* **Aangeleverde tekst**:
'''
De brink van Dwingeloo wordt als primaire overlastlocatie gezien en vanaf 2005 worden hier roeken geweerd. De roeken lijken uitgeweken naar Leggeloo en Lhee, omdat ze hier voor het eerst verschijnen met in totaal vergelijkbare aantallen als bij de brink. In Lhee worden

vervolgens de nesten uitgehaald, maar weren blijkt niet nodig, want er komen hier sowieso geen roeken meer. De roeken komen nog wel in kleine aantallen naar de brink van Dwingeloo en hier blijven ze geweerd worden. In Leggeloo worden de nesten onaangeroerd gelaten, maar verschijnen de roeken na 2006 niet meer. Er blijkt hier een havik actief. In het naburige Diever wordt al sinds 2004 niet meer gebroed, maar ook hier komen geen roeken. Het lijkt niet waarschijnlijk dat dit resultaat in deze jaren ook zou zijn ontstaan als er in Dwingeloo niet geweerd zou zijn. Daarmee bestaat er hier wel de mogelijkheid dat de combinatie van werende maatregelen in Dwingeloo, Lhee en Diever tot een versneld vertrek van de roeken heeft geleid, ondanks de 7 locaties nabij die dorpen waar nesten zijn

opgehangen.
'''
* **Verzamelde gegevens**:
'''
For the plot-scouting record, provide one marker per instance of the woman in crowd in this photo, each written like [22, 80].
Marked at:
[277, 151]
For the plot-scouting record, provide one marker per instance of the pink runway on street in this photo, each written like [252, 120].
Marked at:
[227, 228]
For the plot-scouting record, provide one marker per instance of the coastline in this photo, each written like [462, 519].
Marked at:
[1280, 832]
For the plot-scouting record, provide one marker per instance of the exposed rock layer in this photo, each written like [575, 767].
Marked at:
'''
* **Wat wordt gevraagd**:
Leg in één tot drie zinnen uit waarom de roeken volgens de tekst over de roeken bij Dwingeloo lijken te zijn uitgeweken naar Leggeloo en Lhee.

* **Antwoord**:
Vanaf 2005 worden de roeken op de brink van Dwingeloo geweerd. Daarna verschijnen ze voor het eerst in Leggeloo en Lhee, in totaal in aantallen die vergelijkbaar zijn met die bij de brink. Daarom lijkt het erop dat ze daarheen zijn uitgeweken.